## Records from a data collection
┄┄┄┄┄┄

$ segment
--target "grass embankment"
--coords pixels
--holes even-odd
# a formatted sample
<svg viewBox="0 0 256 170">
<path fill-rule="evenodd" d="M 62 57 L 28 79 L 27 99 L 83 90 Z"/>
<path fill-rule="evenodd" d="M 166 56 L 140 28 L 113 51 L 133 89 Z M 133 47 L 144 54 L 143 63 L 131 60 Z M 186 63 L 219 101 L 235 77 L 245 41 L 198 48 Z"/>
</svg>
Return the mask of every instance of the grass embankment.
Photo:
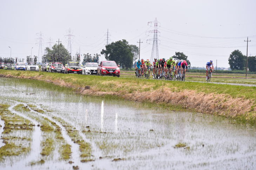
<svg viewBox="0 0 256 170">
<path fill-rule="evenodd" d="M 189 110 L 256 122 L 255 87 L 5 70 L 0 71 L 0 76 L 42 80 L 72 88 L 85 95 L 149 102 L 172 110 Z M 85 90 L 85 86 L 90 88 Z"/>
</svg>

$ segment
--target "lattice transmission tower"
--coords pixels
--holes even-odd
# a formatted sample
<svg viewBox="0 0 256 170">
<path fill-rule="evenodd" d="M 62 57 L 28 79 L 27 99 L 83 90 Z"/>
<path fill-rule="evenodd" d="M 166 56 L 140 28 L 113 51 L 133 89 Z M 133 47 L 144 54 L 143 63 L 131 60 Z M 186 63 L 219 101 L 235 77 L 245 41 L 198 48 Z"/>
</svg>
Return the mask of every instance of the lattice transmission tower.
<svg viewBox="0 0 256 170">
<path fill-rule="evenodd" d="M 72 56 L 72 49 L 71 48 L 71 37 L 73 36 L 75 36 L 71 35 L 71 31 L 73 33 L 73 30 L 72 30 L 69 28 L 68 30 L 68 34 L 65 35 L 65 36 L 68 36 L 68 51 L 69 52 L 69 53 L 71 54 L 71 56 Z"/>
<path fill-rule="evenodd" d="M 107 36 L 107 37 L 105 38 L 105 40 L 107 40 L 107 45 L 108 45 L 108 41 L 111 41 L 111 40 L 110 39 L 110 38 L 109 38 L 109 36 L 111 36 L 111 35 L 110 34 L 110 33 L 108 32 L 108 32 L 106 33 L 105 34 L 105 35 Z"/>
<path fill-rule="evenodd" d="M 157 59 L 159 58 L 158 55 L 158 41 L 160 40 L 157 38 L 157 34 L 160 33 L 160 32 L 157 30 L 157 27 L 160 27 L 160 22 L 157 21 L 156 18 L 154 21 L 150 21 L 148 22 L 148 25 L 151 26 L 152 24 L 154 24 L 154 30 L 151 30 L 147 31 L 146 32 L 148 33 L 149 35 L 150 33 L 154 33 L 154 36 L 153 38 L 149 39 L 147 40 L 147 43 L 150 44 L 151 41 L 153 41 L 153 46 L 152 48 L 152 52 L 151 52 L 151 58 L 150 59 L 150 62 L 151 63 L 153 62 L 153 61 L 154 58 Z M 160 36 L 159 35 L 158 35 Z"/>
<path fill-rule="evenodd" d="M 42 49 L 42 40 L 43 39 L 42 38 L 42 35 L 43 34 L 42 34 L 41 31 L 40 31 L 40 33 L 36 33 L 36 35 L 38 36 L 39 38 L 36 38 L 37 40 L 39 40 L 39 42 L 36 43 L 36 44 L 39 44 L 39 49 L 38 50 L 38 62 L 40 62 L 39 61 L 41 61 L 42 57 L 43 56 L 43 51 Z M 32 56 L 31 56 L 32 57 Z"/>
</svg>

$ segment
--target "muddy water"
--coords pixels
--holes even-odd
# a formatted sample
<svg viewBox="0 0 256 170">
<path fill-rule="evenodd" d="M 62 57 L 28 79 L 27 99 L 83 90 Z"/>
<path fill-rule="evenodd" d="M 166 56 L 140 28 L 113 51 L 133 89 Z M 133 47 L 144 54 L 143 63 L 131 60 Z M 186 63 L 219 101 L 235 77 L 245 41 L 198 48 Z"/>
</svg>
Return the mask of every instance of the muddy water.
<svg viewBox="0 0 256 170">
<path fill-rule="evenodd" d="M 0 161 L 0 169 L 73 169 L 73 166 L 80 169 L 256 168 L 255 127 L 207 115 L 49 90 L 37 87 L 38 82 L 0 78 L 0 102 L 8 103 L 14 113 L 13 107 L 21 103 L 43 110 L 42 114 L 33 111 L 16 113 L 35 123 L 36 119 L 46 117 L 58 125 L 64 140 L 71 146 L 70 158 L 58 158 L 57 149 L 52 159 L 40 155 L 41 132 L 35 126 L 29 153 L 18 159 L 15 158 L 19 156 L 5 157 L 7 161 Z M 65 133 L 67 125 L 90 143 L 93 161 L 81 162 L 78 144 Z M 2 131 L 2 127 L 0 134 Z M 1 143 L 0 140 L 0 147 Z M 179 143 L 186 146 L 175 147 Z M 44 163 L 29 164 L 41 159 Z"/>
</svg>

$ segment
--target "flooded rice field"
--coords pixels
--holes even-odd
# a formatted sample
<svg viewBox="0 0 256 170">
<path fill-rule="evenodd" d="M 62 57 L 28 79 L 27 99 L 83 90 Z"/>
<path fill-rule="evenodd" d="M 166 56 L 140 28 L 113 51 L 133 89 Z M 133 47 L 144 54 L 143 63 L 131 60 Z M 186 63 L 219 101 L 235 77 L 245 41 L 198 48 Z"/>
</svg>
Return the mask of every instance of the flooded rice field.
<svg viewBox="0 0 256 170">
<path fill-rule="evenodd" d="M 51 86 L 0 78 L 0 169 L 256 168 L 255 127 Z"/>
</svg>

┄┄┄┄┄┄

## WHAT THE TASK ASKS
Count the lines in the items above that contain the string "muddy", with case mattering. Reply with the number alone.

## TASK OUTPUT
2